- TASK OBJECTIVE -
Find the line that contains "Please drop a marker on the arm" and print it and every line after it, exactly, please.

- SUPPLIED RECORDS -

──────────────────────────────

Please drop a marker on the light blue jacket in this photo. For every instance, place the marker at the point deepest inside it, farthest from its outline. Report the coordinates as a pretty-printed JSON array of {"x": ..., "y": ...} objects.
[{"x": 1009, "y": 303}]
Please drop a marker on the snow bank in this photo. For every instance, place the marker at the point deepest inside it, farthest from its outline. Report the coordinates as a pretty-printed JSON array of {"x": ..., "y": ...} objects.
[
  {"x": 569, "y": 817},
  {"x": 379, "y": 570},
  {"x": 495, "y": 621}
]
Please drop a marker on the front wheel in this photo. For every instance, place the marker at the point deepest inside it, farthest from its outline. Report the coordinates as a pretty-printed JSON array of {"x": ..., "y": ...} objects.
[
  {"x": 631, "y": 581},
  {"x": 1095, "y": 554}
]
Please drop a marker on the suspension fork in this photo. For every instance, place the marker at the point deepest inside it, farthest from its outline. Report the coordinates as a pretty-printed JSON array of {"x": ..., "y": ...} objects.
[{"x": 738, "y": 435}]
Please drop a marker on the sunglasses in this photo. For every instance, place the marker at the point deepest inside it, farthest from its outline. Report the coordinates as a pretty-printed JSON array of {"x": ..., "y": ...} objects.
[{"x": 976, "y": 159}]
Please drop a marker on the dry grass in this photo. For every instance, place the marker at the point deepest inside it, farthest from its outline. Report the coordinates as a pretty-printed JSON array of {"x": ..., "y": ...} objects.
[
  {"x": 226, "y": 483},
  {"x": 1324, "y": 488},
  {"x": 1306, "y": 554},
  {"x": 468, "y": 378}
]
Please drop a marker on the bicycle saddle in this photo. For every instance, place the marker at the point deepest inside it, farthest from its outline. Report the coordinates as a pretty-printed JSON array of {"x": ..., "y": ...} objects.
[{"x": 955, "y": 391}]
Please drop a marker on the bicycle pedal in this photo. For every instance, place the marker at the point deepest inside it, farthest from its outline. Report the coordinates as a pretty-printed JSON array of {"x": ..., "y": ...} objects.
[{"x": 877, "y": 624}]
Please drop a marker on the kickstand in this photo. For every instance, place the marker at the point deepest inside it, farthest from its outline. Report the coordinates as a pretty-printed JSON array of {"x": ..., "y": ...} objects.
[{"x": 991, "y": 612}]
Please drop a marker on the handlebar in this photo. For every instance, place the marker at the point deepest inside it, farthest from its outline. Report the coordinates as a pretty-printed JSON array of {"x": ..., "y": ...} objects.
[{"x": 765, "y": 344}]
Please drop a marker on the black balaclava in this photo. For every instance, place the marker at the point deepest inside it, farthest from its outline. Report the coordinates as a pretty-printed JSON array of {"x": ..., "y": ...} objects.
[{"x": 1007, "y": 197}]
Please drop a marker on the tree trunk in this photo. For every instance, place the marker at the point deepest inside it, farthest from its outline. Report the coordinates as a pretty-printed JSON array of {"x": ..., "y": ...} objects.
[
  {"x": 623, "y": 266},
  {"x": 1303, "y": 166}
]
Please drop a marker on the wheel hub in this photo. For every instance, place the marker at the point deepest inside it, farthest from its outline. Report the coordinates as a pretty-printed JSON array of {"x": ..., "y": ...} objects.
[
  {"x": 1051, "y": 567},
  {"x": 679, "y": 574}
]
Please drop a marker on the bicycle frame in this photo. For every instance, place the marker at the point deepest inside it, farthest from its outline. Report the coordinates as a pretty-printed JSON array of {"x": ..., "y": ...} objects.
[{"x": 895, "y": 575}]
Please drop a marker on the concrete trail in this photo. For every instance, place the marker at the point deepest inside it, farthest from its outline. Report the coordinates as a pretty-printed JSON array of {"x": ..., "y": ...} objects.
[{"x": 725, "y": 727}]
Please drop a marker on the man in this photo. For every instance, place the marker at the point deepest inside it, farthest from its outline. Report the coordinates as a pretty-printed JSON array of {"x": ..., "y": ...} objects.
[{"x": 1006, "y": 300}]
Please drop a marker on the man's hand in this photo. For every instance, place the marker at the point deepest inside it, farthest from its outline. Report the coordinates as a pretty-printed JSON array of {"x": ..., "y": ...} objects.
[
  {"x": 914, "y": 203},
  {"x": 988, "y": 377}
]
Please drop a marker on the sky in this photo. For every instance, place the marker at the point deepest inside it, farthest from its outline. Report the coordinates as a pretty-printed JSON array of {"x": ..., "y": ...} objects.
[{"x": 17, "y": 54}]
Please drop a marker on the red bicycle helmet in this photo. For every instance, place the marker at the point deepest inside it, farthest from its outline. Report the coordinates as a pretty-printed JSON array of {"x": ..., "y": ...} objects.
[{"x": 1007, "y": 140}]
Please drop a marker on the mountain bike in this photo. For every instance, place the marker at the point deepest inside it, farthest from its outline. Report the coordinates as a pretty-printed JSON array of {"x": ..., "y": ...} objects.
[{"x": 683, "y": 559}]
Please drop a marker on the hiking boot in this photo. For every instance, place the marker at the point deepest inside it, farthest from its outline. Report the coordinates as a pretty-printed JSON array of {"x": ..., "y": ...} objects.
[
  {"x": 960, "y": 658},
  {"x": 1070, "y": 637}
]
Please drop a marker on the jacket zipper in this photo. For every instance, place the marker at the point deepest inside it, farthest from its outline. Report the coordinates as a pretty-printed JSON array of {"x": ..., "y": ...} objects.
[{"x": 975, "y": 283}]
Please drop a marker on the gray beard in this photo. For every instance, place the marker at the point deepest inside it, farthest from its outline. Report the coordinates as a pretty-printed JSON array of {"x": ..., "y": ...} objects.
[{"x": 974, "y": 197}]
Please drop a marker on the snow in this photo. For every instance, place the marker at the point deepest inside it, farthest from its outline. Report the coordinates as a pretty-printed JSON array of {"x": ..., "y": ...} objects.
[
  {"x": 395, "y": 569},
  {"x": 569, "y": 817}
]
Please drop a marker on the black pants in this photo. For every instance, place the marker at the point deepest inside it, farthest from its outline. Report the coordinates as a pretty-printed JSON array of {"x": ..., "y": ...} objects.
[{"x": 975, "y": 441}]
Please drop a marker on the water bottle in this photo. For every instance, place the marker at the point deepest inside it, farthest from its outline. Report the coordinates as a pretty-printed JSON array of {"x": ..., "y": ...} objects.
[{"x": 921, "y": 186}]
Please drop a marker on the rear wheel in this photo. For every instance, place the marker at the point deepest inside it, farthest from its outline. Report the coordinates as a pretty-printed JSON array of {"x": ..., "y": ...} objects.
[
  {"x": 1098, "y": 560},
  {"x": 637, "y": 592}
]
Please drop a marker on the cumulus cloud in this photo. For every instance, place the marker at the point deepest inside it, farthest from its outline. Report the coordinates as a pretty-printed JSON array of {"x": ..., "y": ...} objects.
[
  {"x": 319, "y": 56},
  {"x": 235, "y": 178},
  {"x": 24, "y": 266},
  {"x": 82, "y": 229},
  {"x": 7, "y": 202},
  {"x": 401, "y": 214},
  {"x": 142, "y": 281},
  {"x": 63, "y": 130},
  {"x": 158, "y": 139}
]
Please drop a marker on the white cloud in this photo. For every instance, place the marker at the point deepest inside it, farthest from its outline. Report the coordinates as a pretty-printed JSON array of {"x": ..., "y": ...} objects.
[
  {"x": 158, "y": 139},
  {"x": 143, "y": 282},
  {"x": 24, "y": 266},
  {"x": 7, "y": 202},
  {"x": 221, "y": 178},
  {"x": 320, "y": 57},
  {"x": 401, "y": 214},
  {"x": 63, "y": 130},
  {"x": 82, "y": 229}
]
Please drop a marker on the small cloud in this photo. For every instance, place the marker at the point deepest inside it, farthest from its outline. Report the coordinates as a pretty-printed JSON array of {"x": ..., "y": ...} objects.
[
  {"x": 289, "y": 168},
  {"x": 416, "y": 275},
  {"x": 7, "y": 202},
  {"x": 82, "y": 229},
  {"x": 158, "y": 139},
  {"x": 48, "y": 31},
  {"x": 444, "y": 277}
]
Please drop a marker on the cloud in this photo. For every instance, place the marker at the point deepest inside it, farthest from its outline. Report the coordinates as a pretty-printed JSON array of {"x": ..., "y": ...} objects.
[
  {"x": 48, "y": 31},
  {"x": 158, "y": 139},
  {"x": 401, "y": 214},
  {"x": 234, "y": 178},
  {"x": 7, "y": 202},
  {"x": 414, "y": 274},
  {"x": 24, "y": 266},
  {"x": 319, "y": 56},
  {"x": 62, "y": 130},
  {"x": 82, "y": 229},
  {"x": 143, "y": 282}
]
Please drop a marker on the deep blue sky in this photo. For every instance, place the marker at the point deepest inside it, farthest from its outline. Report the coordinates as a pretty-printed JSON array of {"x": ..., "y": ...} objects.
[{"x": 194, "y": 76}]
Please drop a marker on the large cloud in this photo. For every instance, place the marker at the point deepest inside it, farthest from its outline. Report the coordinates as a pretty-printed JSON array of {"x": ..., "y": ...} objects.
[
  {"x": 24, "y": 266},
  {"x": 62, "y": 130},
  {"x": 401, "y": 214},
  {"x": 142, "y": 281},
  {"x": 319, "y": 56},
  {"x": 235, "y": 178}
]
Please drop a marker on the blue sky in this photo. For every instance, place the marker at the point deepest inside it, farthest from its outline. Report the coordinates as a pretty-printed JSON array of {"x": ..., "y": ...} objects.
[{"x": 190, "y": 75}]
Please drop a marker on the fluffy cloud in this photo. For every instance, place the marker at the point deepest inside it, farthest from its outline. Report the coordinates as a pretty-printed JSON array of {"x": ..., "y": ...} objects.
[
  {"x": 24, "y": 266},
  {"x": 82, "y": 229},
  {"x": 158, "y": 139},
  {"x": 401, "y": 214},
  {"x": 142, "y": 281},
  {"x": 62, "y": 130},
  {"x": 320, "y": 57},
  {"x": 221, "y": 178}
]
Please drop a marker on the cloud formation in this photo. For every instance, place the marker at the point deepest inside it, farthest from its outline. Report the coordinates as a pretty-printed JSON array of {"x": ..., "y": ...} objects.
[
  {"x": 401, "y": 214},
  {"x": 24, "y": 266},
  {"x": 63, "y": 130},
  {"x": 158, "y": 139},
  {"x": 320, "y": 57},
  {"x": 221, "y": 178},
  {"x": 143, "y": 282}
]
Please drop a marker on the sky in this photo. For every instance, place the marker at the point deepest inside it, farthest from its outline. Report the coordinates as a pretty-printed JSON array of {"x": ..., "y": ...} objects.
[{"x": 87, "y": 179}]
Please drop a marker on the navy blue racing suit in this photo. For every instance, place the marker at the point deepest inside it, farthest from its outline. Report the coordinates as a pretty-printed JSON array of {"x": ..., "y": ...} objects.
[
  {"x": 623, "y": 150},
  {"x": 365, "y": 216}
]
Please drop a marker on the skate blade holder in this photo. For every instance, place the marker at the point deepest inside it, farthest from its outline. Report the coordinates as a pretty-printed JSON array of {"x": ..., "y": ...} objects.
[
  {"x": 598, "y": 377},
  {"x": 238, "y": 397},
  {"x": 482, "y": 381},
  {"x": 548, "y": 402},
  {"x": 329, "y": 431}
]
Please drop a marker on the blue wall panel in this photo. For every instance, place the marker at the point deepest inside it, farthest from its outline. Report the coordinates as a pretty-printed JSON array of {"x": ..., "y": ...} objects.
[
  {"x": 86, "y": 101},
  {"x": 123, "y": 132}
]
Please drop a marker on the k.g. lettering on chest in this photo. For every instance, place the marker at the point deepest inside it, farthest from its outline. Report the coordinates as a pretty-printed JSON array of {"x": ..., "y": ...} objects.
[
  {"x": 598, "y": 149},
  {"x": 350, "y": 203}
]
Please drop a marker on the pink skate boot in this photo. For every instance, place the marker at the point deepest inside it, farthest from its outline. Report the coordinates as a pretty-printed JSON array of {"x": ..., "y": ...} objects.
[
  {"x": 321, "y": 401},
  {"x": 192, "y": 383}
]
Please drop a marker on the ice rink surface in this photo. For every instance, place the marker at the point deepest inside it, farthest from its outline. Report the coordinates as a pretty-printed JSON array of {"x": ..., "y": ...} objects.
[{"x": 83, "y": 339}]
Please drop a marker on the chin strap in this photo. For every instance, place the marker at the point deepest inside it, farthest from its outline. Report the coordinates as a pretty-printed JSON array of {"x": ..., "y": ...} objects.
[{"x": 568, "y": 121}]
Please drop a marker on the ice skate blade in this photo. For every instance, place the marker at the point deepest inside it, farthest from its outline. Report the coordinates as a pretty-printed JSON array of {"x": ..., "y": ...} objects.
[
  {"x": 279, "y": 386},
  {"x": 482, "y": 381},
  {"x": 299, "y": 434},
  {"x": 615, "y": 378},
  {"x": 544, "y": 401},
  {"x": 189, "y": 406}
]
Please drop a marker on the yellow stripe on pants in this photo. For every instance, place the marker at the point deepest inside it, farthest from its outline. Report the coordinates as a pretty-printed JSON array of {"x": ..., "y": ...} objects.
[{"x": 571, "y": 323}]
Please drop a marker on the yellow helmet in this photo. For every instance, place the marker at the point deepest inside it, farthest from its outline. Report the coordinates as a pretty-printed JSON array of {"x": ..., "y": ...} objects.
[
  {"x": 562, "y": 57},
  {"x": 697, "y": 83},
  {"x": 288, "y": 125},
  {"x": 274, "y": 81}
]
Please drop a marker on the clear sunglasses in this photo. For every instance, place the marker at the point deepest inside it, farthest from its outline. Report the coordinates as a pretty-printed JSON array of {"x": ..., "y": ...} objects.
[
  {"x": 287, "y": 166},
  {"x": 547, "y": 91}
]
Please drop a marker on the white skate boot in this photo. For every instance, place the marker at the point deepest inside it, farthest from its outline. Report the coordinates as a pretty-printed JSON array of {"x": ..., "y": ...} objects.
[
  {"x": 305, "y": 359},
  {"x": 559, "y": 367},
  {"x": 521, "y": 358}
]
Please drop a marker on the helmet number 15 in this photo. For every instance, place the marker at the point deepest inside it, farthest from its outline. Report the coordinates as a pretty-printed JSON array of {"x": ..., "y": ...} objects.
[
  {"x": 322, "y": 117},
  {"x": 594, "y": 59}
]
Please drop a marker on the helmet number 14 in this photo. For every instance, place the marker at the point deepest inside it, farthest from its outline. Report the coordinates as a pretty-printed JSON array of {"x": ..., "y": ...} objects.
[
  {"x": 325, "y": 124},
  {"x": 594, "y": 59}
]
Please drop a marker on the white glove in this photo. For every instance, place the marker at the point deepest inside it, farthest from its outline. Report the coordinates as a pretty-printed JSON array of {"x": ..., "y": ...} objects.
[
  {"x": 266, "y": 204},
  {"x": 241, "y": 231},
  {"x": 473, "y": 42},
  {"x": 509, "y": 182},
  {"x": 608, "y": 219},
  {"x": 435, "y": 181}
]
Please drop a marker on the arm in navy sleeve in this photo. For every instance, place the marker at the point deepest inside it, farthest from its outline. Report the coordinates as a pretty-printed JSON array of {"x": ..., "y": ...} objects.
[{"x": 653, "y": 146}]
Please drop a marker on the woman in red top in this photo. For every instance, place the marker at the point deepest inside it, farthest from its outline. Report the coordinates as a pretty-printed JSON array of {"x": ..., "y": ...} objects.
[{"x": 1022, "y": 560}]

──────────────────────────────

- TASK OUTPUT -
Please drop a marker on the arm in navy sleeve in this photo. For every instance, place the marker at the point deepest inside it, farthest from its outline. Report the coordinates as a pretty-printed JSON array of {"x": ..., "y": ...} objects.
[{"x": 653, "y": 146}]
Please drop a marker on the woman in red top in this photo. For every instance, place the marker at the point deepest inside it, farthest from its outline. Report the coordinates as a pretty-printed JSON array of {"x": ..., "y": ...} objects.
[{"x": 1022, "y": 560}]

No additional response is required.